## ОБЯЗАТЕЛЬНОЕ ЗАДАНИЕ A
Процитируйте полностью текст о мифологическом клише, не меняя в нём ни слова.

Несколько слов о сюжете в целом. Как уже отмечалось, мотив брака с хозяйкой обязателен для архаического мышления и переходит в мифологическое клише. В древних мифах брак в ином мире есть лишь средство получения героем неких природных и культурных ценностей для мира людей. Такой ценностью может выступать и приведенная к людям сама хозяйка - воплощение сил света и жизни. Нередко герой должен делать выбор между хозяйкой и земной женщиной, причем в архаических мифах выбор делается в пользу хозяйки, а в более поздних - наоборот. Здесь клише следует законам архаики.
Не менее ярким воплощением мифологического клише служит сюжет фильма "Белое солнце пустыни", в основе которого лежит все тот же мотив борьбы со Змеем-насильником. Место действия - владения "Змея", безжизненный иной мир (пустыня и берег моря). Враг-Змей (Абдулла) еще в большей степени, чем в предыдущих примерах, предстает воплощением сил Хаоса, смерти; кроме того, здесь встречается мотив пленников Змея (гарем), изначально он восходит к представлению о царстве мертвых во чреве владыки (вспомним выражение "всепожирающая смерть"), в сочетании с мотивом Змея-похитителя женщин возникает образ бесчисленных пленниц (как и у индийского демона Раваны из "Рамаяны"21).
Змееборец должен быть подобен Змею: раз "Змей"-Абдулла предстает владыкой пустыни, то неудивительно, что змееборца зовут Сухов. Как и положено герою, Сухов неуязвим - невозмутимо прикуривает от динамита. Змееборцу необходим "волшебный помощник" - не просто персонификация магических способностей героя, но и обитатель иного мира22; обычно в сказках в качестве помощника выступают благодарные животные, жизнь которых спасает герой. Таким благодарным "волшебным" помощником предстает Саид (его первое появление в сюжете - голова, торчащая из песка, - выглядит достаточно сверхъестественно), способный, подобно какому-нибудь русскому Сивке-Бурке, чудесным образом появляться, когда герой позовет его условным кличем (Саид появляется на звуки перестрелки).

## ВЫДЕРЖКА ИЗ ДАННЫХ
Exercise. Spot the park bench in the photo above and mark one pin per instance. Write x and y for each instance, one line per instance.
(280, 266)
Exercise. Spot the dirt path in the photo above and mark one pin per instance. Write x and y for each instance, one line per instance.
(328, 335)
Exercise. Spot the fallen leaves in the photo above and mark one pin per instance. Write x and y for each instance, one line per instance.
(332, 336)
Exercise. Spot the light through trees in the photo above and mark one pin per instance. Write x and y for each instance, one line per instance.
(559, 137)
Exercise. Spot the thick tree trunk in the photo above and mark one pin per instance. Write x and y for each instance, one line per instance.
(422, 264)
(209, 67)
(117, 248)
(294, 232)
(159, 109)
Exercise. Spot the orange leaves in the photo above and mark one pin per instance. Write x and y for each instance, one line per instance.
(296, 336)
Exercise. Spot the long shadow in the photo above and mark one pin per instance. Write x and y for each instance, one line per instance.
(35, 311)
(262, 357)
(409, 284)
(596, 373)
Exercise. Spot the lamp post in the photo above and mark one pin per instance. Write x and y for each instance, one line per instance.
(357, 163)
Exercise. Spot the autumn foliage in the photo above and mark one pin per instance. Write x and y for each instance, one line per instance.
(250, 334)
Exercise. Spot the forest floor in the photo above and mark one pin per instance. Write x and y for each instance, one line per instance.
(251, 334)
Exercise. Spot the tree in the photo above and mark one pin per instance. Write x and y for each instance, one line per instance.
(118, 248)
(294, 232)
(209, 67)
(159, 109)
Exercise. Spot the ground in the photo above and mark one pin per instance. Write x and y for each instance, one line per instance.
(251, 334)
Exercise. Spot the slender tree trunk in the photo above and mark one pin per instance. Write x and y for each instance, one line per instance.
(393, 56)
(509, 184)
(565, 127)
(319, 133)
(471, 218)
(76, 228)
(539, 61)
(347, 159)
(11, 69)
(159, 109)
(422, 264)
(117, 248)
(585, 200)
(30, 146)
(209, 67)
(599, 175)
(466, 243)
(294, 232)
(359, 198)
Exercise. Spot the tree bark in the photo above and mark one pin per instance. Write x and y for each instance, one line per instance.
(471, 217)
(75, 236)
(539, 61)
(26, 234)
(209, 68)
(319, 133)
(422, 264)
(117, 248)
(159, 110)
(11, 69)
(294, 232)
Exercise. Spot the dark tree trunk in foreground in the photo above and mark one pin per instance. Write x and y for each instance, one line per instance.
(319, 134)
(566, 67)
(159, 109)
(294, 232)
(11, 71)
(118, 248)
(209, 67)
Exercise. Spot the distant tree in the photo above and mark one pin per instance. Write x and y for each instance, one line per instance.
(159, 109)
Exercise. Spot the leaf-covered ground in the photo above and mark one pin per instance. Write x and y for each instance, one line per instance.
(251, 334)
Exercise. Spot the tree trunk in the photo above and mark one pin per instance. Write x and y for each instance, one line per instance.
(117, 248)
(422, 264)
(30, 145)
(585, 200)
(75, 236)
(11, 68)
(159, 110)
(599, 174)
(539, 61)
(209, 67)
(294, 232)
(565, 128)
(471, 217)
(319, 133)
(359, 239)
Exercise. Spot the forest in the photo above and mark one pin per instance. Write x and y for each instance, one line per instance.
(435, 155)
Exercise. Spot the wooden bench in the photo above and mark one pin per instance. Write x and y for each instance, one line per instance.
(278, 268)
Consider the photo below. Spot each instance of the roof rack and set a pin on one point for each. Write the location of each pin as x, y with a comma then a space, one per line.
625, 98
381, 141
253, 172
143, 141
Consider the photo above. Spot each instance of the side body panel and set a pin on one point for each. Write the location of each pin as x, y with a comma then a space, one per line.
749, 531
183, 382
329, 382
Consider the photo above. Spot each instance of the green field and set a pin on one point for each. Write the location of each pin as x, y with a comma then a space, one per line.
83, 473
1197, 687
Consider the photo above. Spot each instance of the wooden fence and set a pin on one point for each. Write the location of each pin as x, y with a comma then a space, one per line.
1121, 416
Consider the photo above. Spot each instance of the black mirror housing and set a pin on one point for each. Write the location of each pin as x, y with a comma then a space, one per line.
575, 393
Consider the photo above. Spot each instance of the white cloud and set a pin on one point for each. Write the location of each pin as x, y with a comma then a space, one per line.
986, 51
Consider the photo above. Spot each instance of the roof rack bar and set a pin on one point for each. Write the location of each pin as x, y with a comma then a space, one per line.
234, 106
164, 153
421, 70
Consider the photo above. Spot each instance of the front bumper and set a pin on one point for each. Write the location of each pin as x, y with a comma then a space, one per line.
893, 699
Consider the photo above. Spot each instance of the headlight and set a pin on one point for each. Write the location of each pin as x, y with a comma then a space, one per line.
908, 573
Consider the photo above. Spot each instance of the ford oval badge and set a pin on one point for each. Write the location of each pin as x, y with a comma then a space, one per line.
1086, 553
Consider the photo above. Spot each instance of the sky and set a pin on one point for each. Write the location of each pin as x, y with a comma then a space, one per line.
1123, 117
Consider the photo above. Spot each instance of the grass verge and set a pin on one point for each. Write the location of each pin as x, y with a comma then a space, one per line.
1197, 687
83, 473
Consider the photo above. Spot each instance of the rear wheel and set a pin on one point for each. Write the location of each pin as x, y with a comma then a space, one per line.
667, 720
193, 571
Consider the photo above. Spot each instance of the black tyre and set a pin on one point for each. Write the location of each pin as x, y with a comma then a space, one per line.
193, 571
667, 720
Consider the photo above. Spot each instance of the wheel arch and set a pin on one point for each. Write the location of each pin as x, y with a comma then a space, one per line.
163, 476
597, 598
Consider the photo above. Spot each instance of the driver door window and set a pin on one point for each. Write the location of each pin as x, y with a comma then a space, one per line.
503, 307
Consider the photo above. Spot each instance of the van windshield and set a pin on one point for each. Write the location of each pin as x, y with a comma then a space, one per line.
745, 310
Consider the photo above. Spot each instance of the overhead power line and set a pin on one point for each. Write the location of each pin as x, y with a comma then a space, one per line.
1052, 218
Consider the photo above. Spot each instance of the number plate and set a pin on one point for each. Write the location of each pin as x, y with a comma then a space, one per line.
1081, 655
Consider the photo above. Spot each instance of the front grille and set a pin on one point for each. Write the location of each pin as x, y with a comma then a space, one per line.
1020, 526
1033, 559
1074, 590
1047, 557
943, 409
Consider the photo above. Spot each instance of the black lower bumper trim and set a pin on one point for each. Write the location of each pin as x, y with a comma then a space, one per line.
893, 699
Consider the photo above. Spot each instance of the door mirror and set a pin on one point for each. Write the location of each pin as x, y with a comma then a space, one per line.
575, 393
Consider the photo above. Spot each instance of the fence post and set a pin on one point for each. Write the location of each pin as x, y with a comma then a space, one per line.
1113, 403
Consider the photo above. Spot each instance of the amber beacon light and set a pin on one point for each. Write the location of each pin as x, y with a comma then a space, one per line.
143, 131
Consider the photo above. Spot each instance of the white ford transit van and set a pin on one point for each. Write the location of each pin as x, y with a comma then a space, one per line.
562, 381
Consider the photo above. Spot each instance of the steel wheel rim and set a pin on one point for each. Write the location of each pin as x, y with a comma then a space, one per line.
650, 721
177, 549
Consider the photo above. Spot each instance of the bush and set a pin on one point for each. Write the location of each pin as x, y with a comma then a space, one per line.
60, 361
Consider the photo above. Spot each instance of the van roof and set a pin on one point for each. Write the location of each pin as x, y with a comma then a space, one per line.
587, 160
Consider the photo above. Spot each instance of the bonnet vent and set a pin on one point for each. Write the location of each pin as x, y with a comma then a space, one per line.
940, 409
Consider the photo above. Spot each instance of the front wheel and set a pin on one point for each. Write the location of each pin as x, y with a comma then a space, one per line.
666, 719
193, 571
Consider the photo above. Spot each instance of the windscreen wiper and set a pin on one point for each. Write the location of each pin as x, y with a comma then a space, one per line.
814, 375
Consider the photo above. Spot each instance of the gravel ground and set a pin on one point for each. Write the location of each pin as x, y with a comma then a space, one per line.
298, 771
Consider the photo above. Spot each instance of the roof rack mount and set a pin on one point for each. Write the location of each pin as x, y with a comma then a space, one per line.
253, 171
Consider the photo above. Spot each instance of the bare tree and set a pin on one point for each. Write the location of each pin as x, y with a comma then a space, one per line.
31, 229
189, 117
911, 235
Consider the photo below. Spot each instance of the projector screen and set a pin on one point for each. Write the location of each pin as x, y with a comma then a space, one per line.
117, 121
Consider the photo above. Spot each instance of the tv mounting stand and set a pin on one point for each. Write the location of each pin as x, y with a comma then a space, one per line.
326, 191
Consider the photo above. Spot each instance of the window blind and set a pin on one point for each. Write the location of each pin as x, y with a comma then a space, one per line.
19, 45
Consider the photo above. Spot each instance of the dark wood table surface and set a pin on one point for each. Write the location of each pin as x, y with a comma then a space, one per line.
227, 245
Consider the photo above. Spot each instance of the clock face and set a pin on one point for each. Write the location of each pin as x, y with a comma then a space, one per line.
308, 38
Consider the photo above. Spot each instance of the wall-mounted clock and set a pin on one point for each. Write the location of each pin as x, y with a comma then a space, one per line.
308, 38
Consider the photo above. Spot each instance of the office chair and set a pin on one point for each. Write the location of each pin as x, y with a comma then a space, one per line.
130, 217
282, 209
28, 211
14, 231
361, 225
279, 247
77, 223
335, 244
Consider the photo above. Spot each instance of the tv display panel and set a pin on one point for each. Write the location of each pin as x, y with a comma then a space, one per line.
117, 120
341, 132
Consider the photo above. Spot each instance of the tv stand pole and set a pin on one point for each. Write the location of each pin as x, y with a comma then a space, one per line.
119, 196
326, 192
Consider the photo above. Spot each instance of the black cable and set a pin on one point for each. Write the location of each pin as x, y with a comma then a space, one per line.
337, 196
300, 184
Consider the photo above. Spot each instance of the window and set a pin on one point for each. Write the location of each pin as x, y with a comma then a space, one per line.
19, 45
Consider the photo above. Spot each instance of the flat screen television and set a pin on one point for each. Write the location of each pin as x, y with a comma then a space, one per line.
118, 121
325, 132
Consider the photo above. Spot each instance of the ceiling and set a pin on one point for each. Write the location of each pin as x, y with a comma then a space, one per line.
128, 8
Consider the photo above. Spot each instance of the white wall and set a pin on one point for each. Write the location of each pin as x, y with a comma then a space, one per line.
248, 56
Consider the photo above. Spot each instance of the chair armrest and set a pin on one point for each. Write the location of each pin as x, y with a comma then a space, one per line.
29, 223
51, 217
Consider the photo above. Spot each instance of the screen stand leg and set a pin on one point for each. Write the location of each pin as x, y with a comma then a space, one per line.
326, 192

## ОБЯЗАТЕЛЬНОЕ ЗАДАНИЕ B
Сведите в нумерованный список строки перечня от строки, содержащей «Consider the photo above. Spot each instance of the screen», до конца перечня включительно. Пустые строки пропустите.

## ПИСЬМЕННЫЙ ОТВЕТ A
Несколько слов о сюжете в целом. Как уже отмечалось, мотив брака с хозяйкой обязателен для архаического мышления и переходит в мифологическое клише. В древних мифах брак в ином мире есть лишь средство получения героем неких природных и культурных ценностей для мира людей. Такой ценностью может выступать и приведенная к людям сама хозяйка - воплощение сил света и жизни. Нередко герой должен делать выбор между хозяйкой и земной женщиной, причем в архаических мифах выбор делается в пользу хозяйки, а в более поздних - наоборот. Здесь клише следует законам архаики.
Не менее ярким воплощением мифологического клише служит сюжет фильма "Белое солнце пустыни", в основе которого лежит все тот же мотив борьбы со Змеем-насильником. Место действия - владения "Змея", безжизненный иной мир (пустыня и берег моря). Враг-Змей (Абдулла) еще в большей степени, чем в предыдущих примерах, предстает воплощением сил Хаоса, смерти; кроме того, здесь встречается мотив пленников Змея (гарем), изначально он восходит к представлению о царстве мертвых во чреве владыки (вспомним выражение "всепожирающая смерть"), в сочетании с мотивом Змея-похитителя женщин возникает образ бесчисленных пленниц (как и у индийского демона Раваны из "Рамаяны"21).
Змееборец должен быть подобен Змею: раз "Змей"-Абдулла предстает владыкой пустыни, то неудивительно, что змееборца зовут Сухов. Как и положено герою, Сухов неуязвим - невозмутимо прикуривает от динамита. Змееборцу необходим "волшебный помощник" - не просто персонификация магических способностей героя, но и обитатель иного мира22; обычно в сказках в качестве помощника выступают благодарные животные, жизнь которых спасает герой. Таким благодарным "волшебным" помощником предстает Саид (его первое появление в сюжете - голова, торчащая из песка, - выглядит достаточно сверхъестественно), способный, подобно какому-нибудь русскому Сивке-Бурке, чудесным образом появляться, когда герой позовет его условным кличем (Саид появляется на звуки перестрелки).

## ПИСЬМЕННЫЙ ОТВЕТ B
1. Consider the photo above. Spot each instance of the screen stand leg and set a pin on one point for each. Write the location of each pin as x, y with a comma then a space, one per line.
2. 326, 192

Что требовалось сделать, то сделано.